What you need to do =
Word for word, restate the listing that follows and leave out the images.

──────── Material provided ────────

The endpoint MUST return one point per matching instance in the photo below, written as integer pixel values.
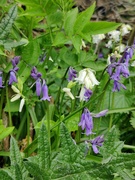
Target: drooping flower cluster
(120, 68)
(87, 120)
(14, 70)
(86, 78)
(41, 87)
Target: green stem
(28, 124)
(8, 104)
(1, 102)
(20, 130)
(128, 146)
(111, 116)
(70, 115)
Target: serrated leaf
(100, 27)
(83, 18)
(69, 149)
(7, 22)
(112, 146)
(43, 148)
(70, 21)
(34, 170)
(4, 175)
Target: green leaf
(112, 146)
(31, 52)
(43, 148)
(4, 175)
(100, 27)
(34, 170)
(69, 149)
(70, 21)
(83, 18)
(15, 155)
(4, 132)
(7, 23)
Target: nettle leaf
(70, 21)
(112, 146)
(43, 148)
(16, 160)
(35, 171)
(100, 27)
(4, 175)
(83, 18)
(7, 23)
(69, 149)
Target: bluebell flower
(71, 74)
(12, 77)
(35, 74)
(98, 141)
(45, 92)
(117, 85)
(1, 86)
(15, 61)
(86, 122)
(38, 86)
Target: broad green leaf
(83, 18)
(43, 148)
(70, 21)
(4, 175)
(7, 23)
(100, 27)
(35, 171)
(112, 146)
(31, 52)
(70, 150)
(60, 39)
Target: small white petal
(67, 91)
(15, 89)
(21, 104)
(17, 96)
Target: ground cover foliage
(67, 93)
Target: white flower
(115, 35)
(87, 77)
(121, 48)
(125, 29)
(68, 92)
(109, 44)
(97, 38)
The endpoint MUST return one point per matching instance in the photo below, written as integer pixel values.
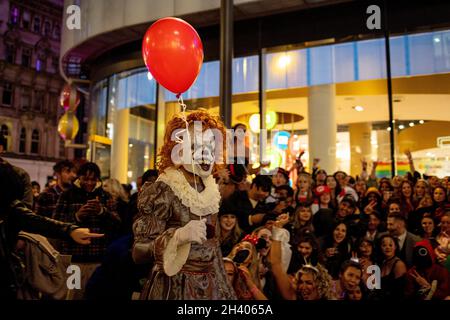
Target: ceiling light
(284, 61)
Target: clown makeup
(201, 146)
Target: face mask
(202, 153)
(422, 258)
(241, 256)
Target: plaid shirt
(46, 203)
(108, 222)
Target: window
(26, 18)
(26, 57)
(39, 101)
(35, 141)
(10, 53)
(37, 24)
(56, 31)
(47, 28)
(25, 99)
(7, 94)
(4, 131)
(62, 148)
(15, 14)
(55, 63)
(23, 140)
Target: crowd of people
(284, 234)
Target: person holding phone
(88, 205)
(15, 216)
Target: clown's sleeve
(151, 234)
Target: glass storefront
(336, 91)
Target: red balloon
(173, 53)
(69, 98)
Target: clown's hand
(193, 231)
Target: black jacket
(20, 218)
(243, 208)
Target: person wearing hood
(88, 205)
(426, 280)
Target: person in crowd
(365, 252)
(15, 216)
(279, 178)
(336, 248)
(149, 176)
(65, 173)
(441, 205)
(356, 295)
(320, 177)
(284, 200)
(433, 181)
(393, 269)
(175, 229)
(250, 205)
(357, 223)
(341, 178)
(349, 280)
(426, 280)
(443, 239)
(229, 233)
(420, 190)
(240, 279)
(27, 198)
(306, 251)
(424, 207)
(128, 187)
(428, 227)
(335, 189)
(245, 254)
(312, 282)
(406, 197)
(372, 201)
(396, 184)
(121, 199)
(118, 277)
(396, 226)
(303, 194)
(323, 199)
(361, 189)
(387, 192)
(301, 220)
(87, 204)
(374, 227)
(230, 179)
(36, 189)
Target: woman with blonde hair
(120, 198)
(115, 189)
(244, 257)
(310, 282)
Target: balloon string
(179, 140)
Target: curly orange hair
(207, 120)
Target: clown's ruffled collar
(200, 203)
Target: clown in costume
(175, 227)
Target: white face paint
(202, 152)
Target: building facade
(30, 84)
(324, 78)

────────

Task response =
The endpoint MUST return one point per matching instance in the photo below, written as integer pixel values.
Target: drooping flower cluster
(120, 68)
(87, 120)
(14, 70)
(86, 78)
(41, 87)
Target: green stem
(28, 124)
(8, 104)
(1, 102)
(20, 130)
(128, 146)
(111, 116)
(70, 115)
Target: serrated leaf
(100, 27)
(83, 18)
(69, 149)
(7, 22)
(112, 146)
(43, 148)
(70, 21)
(34, 170)
(4, 175)
Target: green leaf
(112, 146)
(31, 52)
(43, 148)
(4, 175)
(100, 27)
(34, 170)
(69, 149)
(70, 21)
(83, 18)
(15, 155)
(4, 132)
(7, 23)
Target: nettle leaf
(70, 21)
(112, 146)
(43, 148)
(16, 160)
(35, 171)
(100, 27)
(4, 175)
(83, 18)
(7, 23)
(69, 149)
Target: bluebell flower
(71, 74)
(12, 77)
(35, 74)
(98, 141)
(45, 92)
(117, 85)
(1, 86)
(15, 61)
(86, 122)
(38, 86)
Target: broad green leaf
(83, 18)
(43, 148)
(70, 21)
(4, 175)
(7, 23)
(100, 27)
(35, 171)
(112, 146)
(31, 52)
(70, 150)
(60, 39)
Target: small white petal
(67, 91)
(15, 89)
(21, 104)
(17, 96)
Target: ground cover foliage
(67, 93)
Target: white flower
(115, 35)
(87, 77)
(121, 48)
(125, 29)
(68, 92)
(109, 44)
(97, 38)
The endpoint MUST return one point per matching instance in the photo below, written as integer pixel values.
Target: ceiling light
(284, 61)
Target: clown makeup
(201, 146)
Target: face mask
(202, 153)
(422, 258)
(241, 256)
Target: plaid shirt
(46, 203)
(108, 222)
Target: window
(26, 18)
(26, 57)
(39, 101)
(35, 141)
(10, 53)
(37, 24)
(56, 31)
(47, 28)
(25, 99)
(7, 94)
(4, 131)
(62, 148)
(15, 14)
(55, 63)
(23, 140)
Target: crowd of people
(284, 234)
Target: person holding phone
(88, 205)
(15, 216)
Target: clown's sleeve
(151, 234)
Target: glass storefront
(336, 91)
Target: red balloon
(173, 53)
(69, 98)
Target: clown's hand
(193, 231)
Target: black jacket
(20, 218)
(243, 208)
Target: person wearing hood
(88, 205)
(426, 280)
Target: person in crowd
(365, 252)
(15, 216)
(279, 178)
(336, 248)
(149, 176)
(65, 173)
(441, 205)
(356, 295)
(320, 177)
(284, 200)
(433, 181)
(393, 269)
(175, 229)
(250, 205)
(357, 223)
(341, 178)
(349, 280)
(426, 280)
(443, 239)
(229, 233)
(420, 190)
(240, 279)
(27, 198)
(306, 251)
(424, 207)
(128, 187)
(428, 227)
(335, 189)
(245, 254)
(312, 282)
(406, 197)
(372, 201)
(396, 184)
(121, 199)
(118, 277)
(396, 226)
(303, 194)
(323, 199)
(361, 189)
(387, 192)
(301, 220)
(87, 204)
(374, 227)
(230, 179)
(36, 189)
Target: woman with blonde hair
(120, 198)
(115, 189)
(244, 257)
(310, 282)
Target: balloon string
(179, 140)
Target: curly orange hair
(207, 120)
Target: clown's ruffled collar
(200, 203)
Target: clown in costume
(175, 227)
Target: white face paint
(202, 152)
Target: building facade
(30, 84)
(324, 78)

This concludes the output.